What the task asks:
Copy out the data below. Leave nothing out and alter nothing.
# # #
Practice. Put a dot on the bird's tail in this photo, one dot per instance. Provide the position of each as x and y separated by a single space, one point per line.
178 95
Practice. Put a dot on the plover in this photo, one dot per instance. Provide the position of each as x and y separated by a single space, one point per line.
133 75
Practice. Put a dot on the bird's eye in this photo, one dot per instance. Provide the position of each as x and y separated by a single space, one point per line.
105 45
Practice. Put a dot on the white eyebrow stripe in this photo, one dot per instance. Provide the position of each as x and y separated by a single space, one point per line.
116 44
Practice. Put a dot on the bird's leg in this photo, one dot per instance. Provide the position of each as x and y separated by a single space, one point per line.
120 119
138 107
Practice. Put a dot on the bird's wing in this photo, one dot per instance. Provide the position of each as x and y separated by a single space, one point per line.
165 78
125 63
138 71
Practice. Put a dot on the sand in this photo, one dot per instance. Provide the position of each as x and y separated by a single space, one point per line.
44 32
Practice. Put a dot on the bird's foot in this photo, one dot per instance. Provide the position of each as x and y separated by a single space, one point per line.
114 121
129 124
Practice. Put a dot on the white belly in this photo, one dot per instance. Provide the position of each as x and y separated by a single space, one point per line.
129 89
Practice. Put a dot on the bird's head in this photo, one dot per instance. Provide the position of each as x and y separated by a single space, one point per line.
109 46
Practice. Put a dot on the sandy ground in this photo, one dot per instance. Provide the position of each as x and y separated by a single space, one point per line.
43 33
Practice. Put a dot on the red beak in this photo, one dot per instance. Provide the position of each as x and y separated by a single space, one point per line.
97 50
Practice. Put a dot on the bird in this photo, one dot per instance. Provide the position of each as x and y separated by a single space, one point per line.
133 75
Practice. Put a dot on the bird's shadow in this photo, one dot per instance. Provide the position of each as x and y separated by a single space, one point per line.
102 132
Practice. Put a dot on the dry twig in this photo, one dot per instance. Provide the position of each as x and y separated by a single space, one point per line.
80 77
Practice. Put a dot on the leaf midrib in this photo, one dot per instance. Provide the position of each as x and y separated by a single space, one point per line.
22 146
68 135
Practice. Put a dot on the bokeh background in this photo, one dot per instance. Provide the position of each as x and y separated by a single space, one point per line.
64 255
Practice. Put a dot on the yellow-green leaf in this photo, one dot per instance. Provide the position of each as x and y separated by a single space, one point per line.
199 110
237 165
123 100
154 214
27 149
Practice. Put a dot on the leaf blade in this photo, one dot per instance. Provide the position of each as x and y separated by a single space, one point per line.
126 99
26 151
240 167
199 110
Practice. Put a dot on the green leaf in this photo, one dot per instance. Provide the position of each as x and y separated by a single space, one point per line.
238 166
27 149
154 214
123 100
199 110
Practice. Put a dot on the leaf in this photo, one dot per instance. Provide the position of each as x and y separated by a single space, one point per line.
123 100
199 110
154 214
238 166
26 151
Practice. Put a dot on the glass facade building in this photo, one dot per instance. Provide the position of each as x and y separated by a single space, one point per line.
# # #
Solved problem:
Practice. Put a dot on the bird's tail in this photo, one dot per instance. Provide the position of each as x and y separated by a single space, one point per line.
178 95
Practice. Put a dot on the plover in this photo, one dot per instance. Provide the position of each as x and y separated by a single space, one point per line.
133 75
Practice. Put a dot on the bird's eye in this photo, one dot per instance. Provide the position of each as x and y separated by a single space, one point per line.
105 45
Practice. Put a dot on the white eyebrow stripe in this photo, one dot per instance. Provide the position of each as x and y separated by a single space, one point per line.
116 44
Practice. Put a dot on the bird's leg in this photo, one dot per instance. Provide the position of each as x and y separated by a single space, one point per line.
120 119
138 107
Practice. Put a dot on the bird's wing in this photo, one dot per instance. Provide the position of each as x and y separated by a single space, one point per line.
165 78
125 63
138 71
Practice. Put a dot on the sand in this photo, one dot per instance. Provide the position of each as x and y separated by a single space, one point per line.
44 32
Practice. Put a dot on the bird's foot in this photo, one dot per instance. Provide the position of each as x and y separated by a single space, one point per line.
114 121
129 124
Practice. Put a dot on the white belly in this photo, one dot per instance. Provide the position of each as x and y separated by a single space, one point per line.
129 89
Practice. Put a dot on the bird's head in this photo, one dot per instance. Provide the position of each as x and y separated by a single space, one point per line.
109 46
Practice. Put a dot on the sandy ground in this photo, one dot per instance. Provide the position of each as x and y separated by a single space, one point per line.
43 33
Practice. Put a dot on the red beak in this photo, one dot per instance. Provide the position of each as x and y separated by a single space, one point per line.
97 50
Practice. Put a dot on the bird in this photo, one dot per instance. Provide the position of each as x and y separated by a single space, one point per line.
133 75
Practice. Put a dot on the bird's shadow in this photo, one dot per instance. Provide the position of each as x and y separated by a single space, one point per line.
102 132
Practice. Put a dot on the dry twig in this photo, one dot per instance. Provide the position of each as x and y separated by a single space, one point per line.
80 77
Practice. Put a dot on the leaf midrib in this photo, one dot per instance. Provide the position of each as x and y separated by a single space, one point per line.
22 146
68 135
Practice. Put a dot on the bokeh background in this photo, one dot per instance. Provide the position of each as x and y separated by a single space, one point per line.
64 255
Practice. Put a dot on the yellow-green leaf in this photo, one dot per instance. Provide the position of each as x and y separated by a single space, one point per line.
199 110
237 165
123 100
154 214
27 149
Practice. Put a dot on the leaf blade in this photo, one dot per instance. Provide the position of each as x and y separated by a single space, one point per line.
126 99
26 151
240 167
199 110
Practice. Put a dot on the green leaf in this photo, one dot per instance. Provide the position of each as x and y separated by a single space, one point per line.
238 166
27 149
154 214
123 100
199 110
Practice. Put a dot on the leaf in this photo, one dot per instance. Provide the position of each as x and y separated by a single space, one point per line.
123 100
199 110
154 214
238 166
26 151
Practice. Put a dot on the glass facade building in this photo, one dot per instance. Provide the position of each as x and y separated by a single space, one point per line.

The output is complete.